> YOUR TASK:
Your answer should be only the lines below from the one with "the yellow polo shirt" to the one with "the orange shirt", repeated exactly, ends included.

> EXERCISE MATERIAL:
__________

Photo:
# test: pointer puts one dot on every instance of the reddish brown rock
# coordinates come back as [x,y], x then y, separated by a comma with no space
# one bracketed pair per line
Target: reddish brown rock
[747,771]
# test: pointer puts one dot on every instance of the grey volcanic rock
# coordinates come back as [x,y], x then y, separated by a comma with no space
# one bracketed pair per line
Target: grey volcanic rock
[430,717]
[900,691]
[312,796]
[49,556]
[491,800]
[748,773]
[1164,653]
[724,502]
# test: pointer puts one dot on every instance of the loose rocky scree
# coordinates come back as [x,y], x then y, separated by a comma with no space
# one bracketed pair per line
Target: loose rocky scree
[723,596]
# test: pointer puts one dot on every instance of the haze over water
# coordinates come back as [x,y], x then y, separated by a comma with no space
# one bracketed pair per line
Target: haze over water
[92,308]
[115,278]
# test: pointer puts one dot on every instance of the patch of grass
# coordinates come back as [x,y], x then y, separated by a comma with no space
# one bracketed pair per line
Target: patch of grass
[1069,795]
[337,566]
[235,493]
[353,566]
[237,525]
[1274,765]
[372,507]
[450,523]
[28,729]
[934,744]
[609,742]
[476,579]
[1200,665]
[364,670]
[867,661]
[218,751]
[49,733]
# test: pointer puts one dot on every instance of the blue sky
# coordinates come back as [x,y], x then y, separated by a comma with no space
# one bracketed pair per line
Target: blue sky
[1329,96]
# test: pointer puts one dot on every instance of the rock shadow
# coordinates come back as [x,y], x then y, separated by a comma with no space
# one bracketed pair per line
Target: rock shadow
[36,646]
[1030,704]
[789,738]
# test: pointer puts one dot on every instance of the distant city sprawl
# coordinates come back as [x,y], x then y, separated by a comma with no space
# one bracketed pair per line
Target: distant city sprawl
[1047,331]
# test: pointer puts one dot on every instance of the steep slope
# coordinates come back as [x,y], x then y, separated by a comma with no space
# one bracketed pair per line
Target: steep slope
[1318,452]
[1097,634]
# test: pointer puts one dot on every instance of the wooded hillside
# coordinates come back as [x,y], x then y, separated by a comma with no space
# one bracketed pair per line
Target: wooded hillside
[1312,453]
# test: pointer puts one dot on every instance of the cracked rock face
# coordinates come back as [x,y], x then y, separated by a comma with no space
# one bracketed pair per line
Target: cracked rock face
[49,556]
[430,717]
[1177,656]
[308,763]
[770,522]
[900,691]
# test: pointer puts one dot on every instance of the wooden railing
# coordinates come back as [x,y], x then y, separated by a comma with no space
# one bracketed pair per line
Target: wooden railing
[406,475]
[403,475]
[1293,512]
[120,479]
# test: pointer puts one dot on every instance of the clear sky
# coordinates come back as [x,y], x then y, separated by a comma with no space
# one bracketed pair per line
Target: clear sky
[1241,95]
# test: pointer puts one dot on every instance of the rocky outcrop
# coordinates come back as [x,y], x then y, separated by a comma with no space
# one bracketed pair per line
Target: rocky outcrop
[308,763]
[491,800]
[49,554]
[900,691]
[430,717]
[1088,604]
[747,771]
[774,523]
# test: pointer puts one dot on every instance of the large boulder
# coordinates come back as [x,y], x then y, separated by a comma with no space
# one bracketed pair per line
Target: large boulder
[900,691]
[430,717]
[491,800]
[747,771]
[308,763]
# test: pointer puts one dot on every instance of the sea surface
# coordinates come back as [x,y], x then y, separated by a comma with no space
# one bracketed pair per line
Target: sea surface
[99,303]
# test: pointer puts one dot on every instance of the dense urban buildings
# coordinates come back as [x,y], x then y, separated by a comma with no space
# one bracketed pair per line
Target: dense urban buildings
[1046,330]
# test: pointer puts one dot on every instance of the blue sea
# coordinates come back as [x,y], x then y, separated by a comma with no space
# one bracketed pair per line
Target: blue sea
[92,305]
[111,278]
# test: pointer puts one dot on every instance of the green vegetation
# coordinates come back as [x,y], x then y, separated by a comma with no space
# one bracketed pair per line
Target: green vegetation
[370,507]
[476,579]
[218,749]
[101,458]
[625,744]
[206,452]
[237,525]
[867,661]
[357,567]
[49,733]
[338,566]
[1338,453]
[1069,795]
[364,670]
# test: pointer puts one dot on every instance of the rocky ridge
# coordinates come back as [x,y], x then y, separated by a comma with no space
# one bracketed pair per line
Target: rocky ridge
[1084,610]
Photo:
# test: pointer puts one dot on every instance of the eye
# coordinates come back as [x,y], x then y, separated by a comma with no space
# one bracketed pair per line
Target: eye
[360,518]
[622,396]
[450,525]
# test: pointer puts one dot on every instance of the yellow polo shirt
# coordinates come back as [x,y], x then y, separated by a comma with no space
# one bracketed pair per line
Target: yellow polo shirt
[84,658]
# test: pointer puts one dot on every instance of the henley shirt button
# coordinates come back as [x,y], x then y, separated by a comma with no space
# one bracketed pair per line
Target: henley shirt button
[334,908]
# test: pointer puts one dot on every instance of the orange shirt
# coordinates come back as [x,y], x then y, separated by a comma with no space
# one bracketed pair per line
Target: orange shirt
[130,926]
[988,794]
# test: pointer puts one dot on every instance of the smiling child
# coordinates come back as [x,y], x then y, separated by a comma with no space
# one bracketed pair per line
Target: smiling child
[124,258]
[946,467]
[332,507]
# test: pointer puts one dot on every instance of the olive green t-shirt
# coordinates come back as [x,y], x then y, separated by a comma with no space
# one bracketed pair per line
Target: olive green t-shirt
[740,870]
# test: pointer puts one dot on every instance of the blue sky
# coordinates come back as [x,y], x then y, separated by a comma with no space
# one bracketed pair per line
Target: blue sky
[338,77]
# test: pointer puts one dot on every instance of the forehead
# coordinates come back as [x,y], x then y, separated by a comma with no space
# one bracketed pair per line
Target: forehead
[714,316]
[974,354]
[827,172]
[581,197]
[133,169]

__________

> SOLUTION FOR THIS TASK:
# test: pointer puts one dot on every instance of the yellow polo shirt
# coordinates come back as [x,y], x then y, separated by a comma with no space
# one bracketed pair per line
Target: yellow polo shirt
[84,658]
# test: pointer puts one dot on every instance of the henley shirt button
# coordinates come back as [x,y], x then y, separated by a comma with no space
# one bracketed pair per line
Target: henley shirt button
[334,908]
# test: pointer puts one dot on every instance of the orange shirt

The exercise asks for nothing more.